#### Document section
┄┄┄┄┄┄

Murakami was born in Tokyo, Japan. From a very young age, he was a fan of manga, a Japanese style of art that mirrors cartoon shows and comics in the United States. In 1993, he received his Ph.D from Tokyo University of Arts in Nihonga: the study of traditional art technique.

After he received his degree, Murakami debuted a piece called “Time Bokan,” one of his first works that dealt with nuclear war and its impact on society in World War II.

The “Time Bokan” is a huge image of a cloud-like mushroom depicting a skull. The inspiration for this art piece is a tribute to both Hiroshima and Nagasaki.

In the catalog “The Octopus Eats Its Own Leg,” Murakami describes the aftermath of the bombing and how he started to question society’s responsibility for what happened. These events continued to inspire his work through various stages of his life.

Murakami’s next wave of art, Mr. DOB, was the creation of an alter ego. Created in the figurative image of Murakami, Mr. DOB is a cross creation between two popular characters in Japan and the centerpiece of Murakami’s new works.

One of these characters was Doraemon, a famous manga character, and the other was Sonic the Hedgehog, a famous video character brought to life by Sega video games. Mr. DOB gave way for Murakami to express himself through this character and one of his first pieces that became recognized internationally.

┄┄┄┄┄┄

#### Record set
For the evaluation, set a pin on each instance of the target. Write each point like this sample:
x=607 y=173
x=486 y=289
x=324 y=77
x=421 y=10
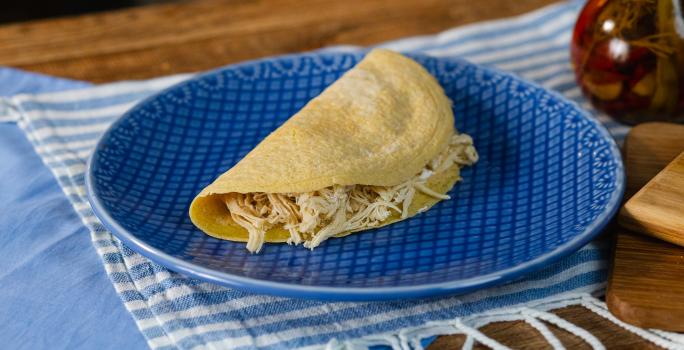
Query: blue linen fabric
x=55 y=292
x=174 y=311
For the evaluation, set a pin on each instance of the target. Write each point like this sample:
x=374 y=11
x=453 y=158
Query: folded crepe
x=377 y=146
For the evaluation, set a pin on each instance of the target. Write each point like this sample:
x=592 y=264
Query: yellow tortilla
x=379 y=124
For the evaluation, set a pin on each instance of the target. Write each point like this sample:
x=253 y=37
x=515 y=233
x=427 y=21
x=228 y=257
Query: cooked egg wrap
x=375 y=147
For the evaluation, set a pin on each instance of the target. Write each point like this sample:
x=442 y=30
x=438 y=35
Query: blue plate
x=549 y=179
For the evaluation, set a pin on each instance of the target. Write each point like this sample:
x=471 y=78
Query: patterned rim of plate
x=374 y=293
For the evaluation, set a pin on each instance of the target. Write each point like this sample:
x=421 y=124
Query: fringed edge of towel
x=536 y=315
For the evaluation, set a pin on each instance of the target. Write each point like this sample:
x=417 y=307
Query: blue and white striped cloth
x=174 y=311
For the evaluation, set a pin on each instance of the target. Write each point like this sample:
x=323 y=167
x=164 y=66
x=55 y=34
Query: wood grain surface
x=645 y=285
x=193 y=36
x=658 y=208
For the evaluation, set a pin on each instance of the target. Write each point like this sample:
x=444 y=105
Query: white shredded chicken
x=313 y=217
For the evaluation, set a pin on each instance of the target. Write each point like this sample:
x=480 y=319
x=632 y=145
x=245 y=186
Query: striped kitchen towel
x=174 y=311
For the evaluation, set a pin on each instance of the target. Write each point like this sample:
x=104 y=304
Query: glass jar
x=628 y=57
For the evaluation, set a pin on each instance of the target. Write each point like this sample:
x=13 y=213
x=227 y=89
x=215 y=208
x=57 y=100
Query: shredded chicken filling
x=313 y=217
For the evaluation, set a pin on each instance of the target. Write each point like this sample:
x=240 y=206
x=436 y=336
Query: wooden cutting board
x=658 y=208
x=646 y=284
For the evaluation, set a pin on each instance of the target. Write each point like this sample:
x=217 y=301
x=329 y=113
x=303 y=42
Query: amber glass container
x=628 y=57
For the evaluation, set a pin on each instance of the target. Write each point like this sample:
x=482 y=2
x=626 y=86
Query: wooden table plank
x=193 y=36
x=187 y=37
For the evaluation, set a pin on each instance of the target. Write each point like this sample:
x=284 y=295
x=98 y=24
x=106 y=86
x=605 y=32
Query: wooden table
x=188 y=37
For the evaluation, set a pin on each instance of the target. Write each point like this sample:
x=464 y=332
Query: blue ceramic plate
x=548 y=180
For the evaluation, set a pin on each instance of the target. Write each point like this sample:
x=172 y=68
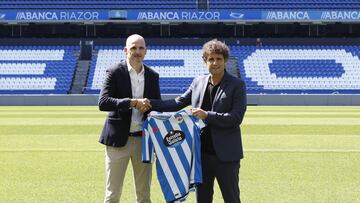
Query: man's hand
x=143 y=105
x=199 y=113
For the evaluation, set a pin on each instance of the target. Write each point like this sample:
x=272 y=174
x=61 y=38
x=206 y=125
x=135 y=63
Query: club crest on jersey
x=179 y=118
x=174 y=138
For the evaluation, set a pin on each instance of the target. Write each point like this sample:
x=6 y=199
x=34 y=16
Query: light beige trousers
x=116 y=162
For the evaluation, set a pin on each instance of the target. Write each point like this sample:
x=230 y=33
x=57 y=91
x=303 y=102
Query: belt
x=135 y=134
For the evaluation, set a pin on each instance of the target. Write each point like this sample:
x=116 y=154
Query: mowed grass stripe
x=8 y=130
x=269 y=116
x=53 y=115
x=300 y=129
x=52 y=121
x=301 y=121
x=291 y=142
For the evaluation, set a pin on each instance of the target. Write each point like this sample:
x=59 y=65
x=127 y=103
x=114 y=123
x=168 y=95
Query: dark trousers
x=227 y=176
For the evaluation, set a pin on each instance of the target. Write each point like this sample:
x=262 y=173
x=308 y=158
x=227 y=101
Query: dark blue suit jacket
x=226 y=115
x=115 y=97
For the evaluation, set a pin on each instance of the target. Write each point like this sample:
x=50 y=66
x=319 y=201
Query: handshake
x=141 y=105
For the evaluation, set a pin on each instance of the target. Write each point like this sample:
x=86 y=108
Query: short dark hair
x=215 y=46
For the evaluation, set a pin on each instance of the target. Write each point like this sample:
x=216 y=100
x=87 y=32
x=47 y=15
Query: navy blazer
x=115 y=97
x=226 y=114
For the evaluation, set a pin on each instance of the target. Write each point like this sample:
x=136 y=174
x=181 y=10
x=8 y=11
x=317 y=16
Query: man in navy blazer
x=220 y=100
x=123 y=92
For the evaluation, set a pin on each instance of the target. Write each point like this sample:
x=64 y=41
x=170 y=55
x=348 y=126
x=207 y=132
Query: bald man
x=123 y=94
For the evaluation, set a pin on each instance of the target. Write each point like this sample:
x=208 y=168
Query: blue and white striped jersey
x=175 y=139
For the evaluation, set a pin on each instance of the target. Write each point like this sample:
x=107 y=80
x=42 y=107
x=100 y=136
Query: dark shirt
x=206 y=140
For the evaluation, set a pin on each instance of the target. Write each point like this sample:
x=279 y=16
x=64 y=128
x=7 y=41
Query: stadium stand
x=177 y=67
x=36 y=69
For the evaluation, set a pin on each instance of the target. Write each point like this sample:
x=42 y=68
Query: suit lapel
x=146 y=83
x=220 y=90
x=127 y=81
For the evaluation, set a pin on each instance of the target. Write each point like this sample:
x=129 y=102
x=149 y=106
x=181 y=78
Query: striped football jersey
x=175 y=139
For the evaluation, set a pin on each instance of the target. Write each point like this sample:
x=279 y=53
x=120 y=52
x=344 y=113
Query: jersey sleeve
x=147 y=144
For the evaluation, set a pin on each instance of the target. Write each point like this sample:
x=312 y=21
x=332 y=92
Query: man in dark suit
x=220 y=100
x=123 y=92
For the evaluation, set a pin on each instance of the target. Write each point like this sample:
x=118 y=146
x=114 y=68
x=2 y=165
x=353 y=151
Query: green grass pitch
x=292 y=154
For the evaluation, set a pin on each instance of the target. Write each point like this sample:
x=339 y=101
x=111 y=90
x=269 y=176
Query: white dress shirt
x=137 y=89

┄┄┄┄┄┄

#### Exercises to complete
1. Render this sentence from the Murakami passage in Spanish: "Murakami was born in Tokyo, Japan."
2. Resume the passage on Murakami's life and art after its final sentence.
The entries have nothing to do with the passage on Murakami's life and art.

#### Responses per task
1. Murakami nació en Tokio, Japón.

2.
At the Museum of Contemporary Art, “The Octopuses Eats Its Own Leg” exhibition is being displayed, demonstrating Murakami’s works from the beginning to the current period.

Several visitors have described the exhibit to be “out of this world.”

Museum visitor Camilla Rivera said, “I feel good. I can go outside and eat the world right now just because the images are empowering.”

Another patron, Yumiko Mannarelli, said she “really like(s) the cherry blossoms. In the explanation, he took the styles of Jackson Pollock and used the style to transform a traditional Japanese silk painting, screen painting. I am Japanese and I like that.”

Murakami’s work does give a sense of how the imagination and pain of life can be captured through one’s art.  I would recommend this exhibit because it makes you step outside the boundaries of art and welcomes you into the view of how the artists’ expressions are placed on the canvas.

This exhibit is being held at the Museum of Contemporary Art through September 24.